● **AUFGABE**
Gib alle folgenden Zeilen als JSON-Liste von Zeichenketten wieder, wobei jede Zeile eine eigene Zeichenkette bildet und Leerzeilen entfallen. Die Bilder sollen in der Antwort nicht vorkommen.

● **AUFLISTUNG**
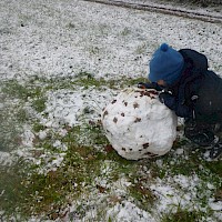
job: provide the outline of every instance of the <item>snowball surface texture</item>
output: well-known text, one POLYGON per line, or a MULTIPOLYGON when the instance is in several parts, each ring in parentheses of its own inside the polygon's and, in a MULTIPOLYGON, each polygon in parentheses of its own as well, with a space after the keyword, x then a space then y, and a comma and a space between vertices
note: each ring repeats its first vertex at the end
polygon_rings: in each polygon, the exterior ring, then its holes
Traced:
POLYGON ((105 135, 128 160, 163 155, 176 137, 178 119, 155 90, 128 88, 102 111, 105 135))

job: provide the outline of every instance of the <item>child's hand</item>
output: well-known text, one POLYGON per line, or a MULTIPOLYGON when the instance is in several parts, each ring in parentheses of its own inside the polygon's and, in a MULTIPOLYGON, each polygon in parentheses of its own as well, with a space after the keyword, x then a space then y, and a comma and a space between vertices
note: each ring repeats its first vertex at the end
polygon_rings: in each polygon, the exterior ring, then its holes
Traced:
POLYGON ((169 92, 161 92, 159 94, 160 102, 162 102, 162 103, 165 103, 165 101, 171 100, 172 97, 173 95, 171 93, 169 93, 169 92))

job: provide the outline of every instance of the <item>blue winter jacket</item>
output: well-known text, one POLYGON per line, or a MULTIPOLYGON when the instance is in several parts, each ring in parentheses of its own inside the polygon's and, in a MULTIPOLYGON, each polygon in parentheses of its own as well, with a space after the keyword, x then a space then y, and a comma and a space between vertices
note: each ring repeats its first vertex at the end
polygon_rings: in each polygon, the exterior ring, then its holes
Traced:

● **LÖSUNG**
[
  "job: provide the outline of every instance of the <item>snowball surface texture</item>",
  "output: well-known text, one POLYGON per line, or a MULTIPOLYGON when the instance is in several parts, each ring in parentheses of its own inside the polygon's and, in a MULTIPOLYGON, each polygon in parentheses of its own as well, with a space after the keyword, x then a space then y, and a comma and a space between vertices",
  "note: each ring repeats its first vertex at the end",
  "polygon_rings: in each polygon, the exterior ring, then its holes",
  "Traced:",
  "POLYGON ((105 135, 128 160, 163 155, 176 137, 178 119, 155 90, 128 88, 102 111, 105 135))",
  "job: provide the outline of every instance of the <item>child's hand</item>",
  "output: well-known text, one POLYGON per line, or a MULTIPOLYGON when the instance is in several parts, each ring in parentheses of its own inside the polygon's and, in a MULTIPOLYGON, each polygon in parentheses of its own as well, with a space after the keyword, x then a space then y, and a comma and a space between vertices",
  "note: each ring repeats its first vertex at the end",
  "polygon_rings: in each polygon, the exterior ring, then its holes",
  "Traced:",
  "POLYGON ((169 92, 161 92, 159 94, 160 102, 162 102, 162 103, 165 103, 165 101, 171 100, 172 97, 173 95, 171 93, 169 93, 169 92))",
  "job: provide the outline of every instance of the <item>blue winter jacket</item>",
  "output: well-known text, one POLYGON per line, or a MULTIPOLYGON when the instance is in several parts, each ring in parentheses of its own inside the polygon's and, in a MULTIPOLYGON, each polygon in parentheses of its own as well, with a space after the keyword, x then a space then y, and a comma and a space between vertices",
  "note: each ring repeats its first vertex at the end",
  "polygon_rings: in each polygon, the exterior ring, then its holes",
  "Traced:"
]